#### [Dataset entries]
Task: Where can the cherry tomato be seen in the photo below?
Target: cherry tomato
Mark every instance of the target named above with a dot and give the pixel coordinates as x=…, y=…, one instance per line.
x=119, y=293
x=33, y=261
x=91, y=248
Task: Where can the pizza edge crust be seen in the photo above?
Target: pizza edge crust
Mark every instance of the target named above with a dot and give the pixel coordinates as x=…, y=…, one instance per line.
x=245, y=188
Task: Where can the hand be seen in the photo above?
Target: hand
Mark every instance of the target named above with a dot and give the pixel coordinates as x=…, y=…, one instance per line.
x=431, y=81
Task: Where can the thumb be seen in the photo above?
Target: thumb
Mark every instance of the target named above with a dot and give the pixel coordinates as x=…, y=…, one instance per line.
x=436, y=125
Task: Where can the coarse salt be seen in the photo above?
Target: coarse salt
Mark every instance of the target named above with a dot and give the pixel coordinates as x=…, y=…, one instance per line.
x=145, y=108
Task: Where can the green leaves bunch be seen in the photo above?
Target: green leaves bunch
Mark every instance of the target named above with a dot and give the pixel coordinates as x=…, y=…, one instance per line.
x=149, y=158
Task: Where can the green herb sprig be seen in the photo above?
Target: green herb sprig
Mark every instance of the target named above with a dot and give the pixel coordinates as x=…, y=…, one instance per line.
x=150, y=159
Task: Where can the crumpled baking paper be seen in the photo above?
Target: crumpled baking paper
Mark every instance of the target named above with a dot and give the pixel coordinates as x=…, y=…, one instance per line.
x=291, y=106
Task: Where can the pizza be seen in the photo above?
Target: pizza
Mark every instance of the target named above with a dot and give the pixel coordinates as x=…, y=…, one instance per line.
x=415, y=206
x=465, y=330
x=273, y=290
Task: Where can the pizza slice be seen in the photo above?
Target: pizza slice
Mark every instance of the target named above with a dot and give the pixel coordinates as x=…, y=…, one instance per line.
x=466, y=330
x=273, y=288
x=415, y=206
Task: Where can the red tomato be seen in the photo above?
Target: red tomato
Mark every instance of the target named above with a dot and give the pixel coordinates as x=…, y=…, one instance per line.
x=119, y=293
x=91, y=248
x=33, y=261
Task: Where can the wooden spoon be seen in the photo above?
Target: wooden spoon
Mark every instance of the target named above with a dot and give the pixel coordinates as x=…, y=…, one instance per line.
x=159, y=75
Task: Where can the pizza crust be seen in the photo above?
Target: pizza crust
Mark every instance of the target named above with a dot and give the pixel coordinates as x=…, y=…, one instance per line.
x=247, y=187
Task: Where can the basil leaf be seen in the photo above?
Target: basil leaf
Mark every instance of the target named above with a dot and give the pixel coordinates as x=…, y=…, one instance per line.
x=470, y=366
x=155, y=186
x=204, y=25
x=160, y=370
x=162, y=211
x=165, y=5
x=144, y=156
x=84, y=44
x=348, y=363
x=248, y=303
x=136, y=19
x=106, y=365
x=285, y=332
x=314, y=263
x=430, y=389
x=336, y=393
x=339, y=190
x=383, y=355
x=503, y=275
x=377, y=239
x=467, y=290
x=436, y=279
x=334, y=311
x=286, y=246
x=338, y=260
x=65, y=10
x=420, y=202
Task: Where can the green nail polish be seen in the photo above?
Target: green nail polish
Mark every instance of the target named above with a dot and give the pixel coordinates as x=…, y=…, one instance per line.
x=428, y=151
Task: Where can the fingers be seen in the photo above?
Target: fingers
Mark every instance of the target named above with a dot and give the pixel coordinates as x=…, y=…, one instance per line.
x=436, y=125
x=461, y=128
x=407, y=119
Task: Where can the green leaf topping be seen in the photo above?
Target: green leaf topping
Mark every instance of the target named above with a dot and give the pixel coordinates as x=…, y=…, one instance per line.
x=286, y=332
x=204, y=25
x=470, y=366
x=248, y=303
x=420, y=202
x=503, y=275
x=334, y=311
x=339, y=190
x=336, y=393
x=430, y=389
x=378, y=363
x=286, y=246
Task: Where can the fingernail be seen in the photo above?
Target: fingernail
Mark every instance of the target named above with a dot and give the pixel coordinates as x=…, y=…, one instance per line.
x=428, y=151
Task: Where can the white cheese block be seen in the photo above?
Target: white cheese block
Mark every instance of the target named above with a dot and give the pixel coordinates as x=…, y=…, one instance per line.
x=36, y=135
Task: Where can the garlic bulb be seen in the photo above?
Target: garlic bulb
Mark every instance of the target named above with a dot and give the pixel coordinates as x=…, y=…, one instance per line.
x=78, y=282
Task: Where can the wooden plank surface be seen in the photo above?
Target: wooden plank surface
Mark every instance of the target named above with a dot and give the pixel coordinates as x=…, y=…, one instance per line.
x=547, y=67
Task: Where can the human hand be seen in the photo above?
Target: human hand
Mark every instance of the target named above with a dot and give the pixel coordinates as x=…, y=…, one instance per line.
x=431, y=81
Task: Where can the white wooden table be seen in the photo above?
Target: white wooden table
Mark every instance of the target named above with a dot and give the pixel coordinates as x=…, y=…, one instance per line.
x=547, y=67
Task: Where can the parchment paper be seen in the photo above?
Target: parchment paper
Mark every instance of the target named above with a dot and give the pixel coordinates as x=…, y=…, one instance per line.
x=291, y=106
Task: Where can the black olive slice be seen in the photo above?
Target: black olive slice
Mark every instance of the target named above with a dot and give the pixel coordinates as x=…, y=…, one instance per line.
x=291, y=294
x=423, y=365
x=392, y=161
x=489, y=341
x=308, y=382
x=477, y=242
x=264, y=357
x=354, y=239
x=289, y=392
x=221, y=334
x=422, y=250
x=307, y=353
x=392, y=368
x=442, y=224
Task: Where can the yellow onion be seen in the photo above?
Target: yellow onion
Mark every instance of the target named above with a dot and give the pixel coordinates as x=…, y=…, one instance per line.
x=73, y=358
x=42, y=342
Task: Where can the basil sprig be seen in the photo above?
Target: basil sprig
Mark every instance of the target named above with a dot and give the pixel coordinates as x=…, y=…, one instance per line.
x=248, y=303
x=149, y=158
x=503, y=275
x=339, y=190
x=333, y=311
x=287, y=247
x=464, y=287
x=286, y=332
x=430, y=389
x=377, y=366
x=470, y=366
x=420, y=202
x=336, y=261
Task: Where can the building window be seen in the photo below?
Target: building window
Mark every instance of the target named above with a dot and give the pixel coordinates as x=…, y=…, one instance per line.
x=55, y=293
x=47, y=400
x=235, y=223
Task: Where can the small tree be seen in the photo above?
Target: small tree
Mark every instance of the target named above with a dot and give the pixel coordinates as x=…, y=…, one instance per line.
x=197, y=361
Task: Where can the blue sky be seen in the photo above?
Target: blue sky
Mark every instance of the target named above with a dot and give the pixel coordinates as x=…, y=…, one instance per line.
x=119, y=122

#### [Exercise goal]
The data must be retyped in full, exactly as it reads.

#### [Task result]
Task: Where can the cherry tomato be seen in the photo below?
Target: cherry tomato
Mark every instance of the target named above with a dot and give the pixel coordinates as x=…, y=…, one instance per line.
x=119, y=293
x=33, y=261
x=91, y=248
Task: Where can the pizza edge crust be seen in the photo above?
Target: pizza edge crust
Mark every instance of the target named above with a dot and give the pixel coordinates as x=…, y=…, one instance per line.
x=245, y=188
Task: Where can the hand be seen in the photo above?
Target: hand
Mark every instance of the target named above with a dot and give the pixel coordinates as x=…, y=…, one instance per line.
x=431, y=81
Task: Where can the thumb be seen in the photo above?
Target: thumb
Mark every instance of the target named above with a dot and give the pixel coordinates as x=…, y=…, one instance per line.
x=436, y=125
Task: Where can the coarse salt be seen in the photo above?
Target: coarse salt
Mark every instance of the target named above with a dot and give the pixel coordinates as x=…, y=…, one instance per line.
x=145, y=108
Task: Where can the green leaves bunch be seen in the photo above?
Target: green leaves bunch
Mark every instance of the target named above with a dot and give the pixel coordinates as x=…, y=…, one instance per line.
x=149, y=158
Task: Where can the green herb sprig be seen in the photo above?
Target: green herb sprig
Mark every instance of the target named above with a dot and give the pixel coordinates as x=…, y=…, one instance per line.
x=150, y=159
Task: Where can the crumpled baking paper be seen in the photo above?
Target: crumpled baking paper
Mark every instance of the target named above with a dot and give the pixel coordinates as x=…, y=…, one instance per line.
x=291, y=106
Task: Where can the pizza be seen in the photo above?
Target: pizza
Mark every instance of the target named above with a dot and give the pixel coordinates as x=…, y=…, one instance per line.
x=415, y=206
x=465, y=330
x=273, y=290
Task: Where can the pizza slice be seen in the photo above?
Target: pizza slice
Mark every instance of the target named above with a dot and give the pixel coordinates as x=…, y=…, one instance per line.
x=466, y=330
x=273, y=288
x=415, y=206
Task: Where can the red tomato be seen in the photo above?
Target: red tomato
Mark every instance of the target named above with a dot and give the pixel coordinates as x=…, y=…, one instance per line.
x=119, y=293
x=91, y=248
x=33, y=261
Task: Where can the wooden spoon be seen in the photo above?
Target: wooden spoon
Mark every instance of the target named above with a dot and give the pixel coordinates as x=…, y=…, one instance per line.
x=159, y=75
Task: Where can the pizza crust be seen in the photo above?
Target: pizza crust
Mark every instance of the target named above with a dot and give the pixel coordinates as x=…, y=…, one instance per line.
x=247, y=187
Task: Where can the basil leaf be seen in the photo above?
Target: basil leaf
Mark every instance of the target named above with a dot and give the pixel coordinates as x=…, y=…, one instance per line.
x=470, y=366
x=155, y=186
x=204, y=25
x=160, y=370
x=162, y=211
x=165, y=5
x=144, y=156
x=84, y=44
x=348, y=363
x=248, y=303
x=136, y=19
x=106, y=365
x=285, y=332
x=314, y=263
x=430, y=389
x=336, y=393
x=339, y=190
x=383, y=355
x=503, y=275
x=377, y=239
x=467, y=290
x=436, y=279
x=334, y=311
x=286, y=246
x=338, y=260
x=65, y=10
x=420, y=202
Task: Where can the green nail polish be seen in the photo above?
Target: green nail polish
Mark every instance of the target named above with a dot and give the pixel coordinates as x=…, y=…, one instance per line.
x=428, y=151
Task: Where can the fingers be seen in the photo above?
Target: fingers
Mark every instance of the target named above with a dot and give the pixel coordinates as x=…, y=…, one instance per line.
x=436, y=125
x=461, y=128
x=407, y=119
Task: Where can the green leaf topping be seen in the photo above?
Target: green leaf topping
Mark every instance of the target named above with a dot and give the pixel coordinates as x=…, y=…, one instance per line.
x=286, y=332
x=204, y=25
x=470, y=366
x=248, y=303
x=420, y=202
x=503, y=275
x=334, y=311
x=339, y=190
x=336, y=393
x=430, y=389
x=378, y=363
x=286, y=246
Task: Where can the fingernail be seen in the photo above?
Target: fingernail
Mark every instance of the target named above with a dot and give the pixel coordinates as x=…, y=…, one instance per line.
x=428, y=151
Task: Where can the white cheese block be seen in the photo above?
Target: white cheese block
Mark every instance of the target named above with a dot and give the pixel coordinates as x=…, y=…, one instance per line.
x=36, y=135
Task: Where can the garlic bulb be seen in the photo above?
Target: garlic bulb
Mark every instance of the target named above with a dot and give the pixel coordinates as x=…, y=…, one instance per line.
x=78, y=282
Task: Where can the wooden plank surface be seen in the photo above?
Target: wooden plank surface
Mark every instance of the target named above with a dot and give the pixel coordinates as x=…, y=…, one instance per line.
x=547, y=67
Task: Where can the human hand be seen in the photo above?
Target: human hand
Mark every instance of the target named above with a dot and give the pixel coordinates as x=…, y=…, one instance per line.
x=431, y=81
Task: Where can the white wooden table be seen in the photo above?
Target: white wooden table
Mark every instance of the target named above with a dot and give the pixel coordinates as x=…, y=…, one instance per line.
x=547, y=67
Task: Where can the parchment paper be seen in the photo above?
Target: parchment paper
Mark every instance of the target named above with a dot and give the pixel coordinates as x=…, y=…, one instance per line.
x=291, y=106
Task: Where can the black olive slice be seen in the photo above?
Target: black olive slice
Mark every instance of the target named above with a dot and give the pixel coordinates as x=…, y=…, one instance per line.
x=291, y=294
x=423, y=365
x=392, y=161
x=489, y=341
x=308, y=382
x=477, y=242
x=264, y=357
x=354, y=239
x=289, y=392
x=221, y=334
x=422, y=250
x=307, y=353
x=392, y=368
x=442, y=224
Task: Where can the yellow onion be seen in the photo above?
Target: yellow onion
Mark every instance of the target named above with a dot and give the pixel coordinates as x=…, y=…, one instance per line.
x=73, y=358
x=42, y=342
Task: Where can the basil sprig be seen in the photo above?
Target: basil sprig
Mark every instance of the target named above with a dot and give the pixel coordinates as x=…, y=…, one instance per line.
x=248, y=303
x=149, y=158
x=503, y=275
x=339, y=190
x=333, y=311
x=287, y=247
x=464, y=287
x=286, y=332
x=430, y=389
x=377, y=366
x=470, y=366
x=420, y=202
x=336, y=261
Task: Where can the building window be seen in the photo below?
Target: building window
Mark every instance of the target named above with a dot and give the pixel coordinates as x=…, y=…, one instance per line.
x=55, y=293
x=47, y=400
x=235, y=223
Task: Where can the small tree be seen in the photo above?
Target: small tree
Mark every instance of the target named above with a dot and give the pixel coordinates as x=…, y=…, one instance per line.
x=197, y=361
Task: Where can the blue sky be seen in the photo above?
Target: blue sky
Mark every instance of the target named above with a dot and give the pixel coordinates as x=…, y=…, one instance per line.
x=119, y=122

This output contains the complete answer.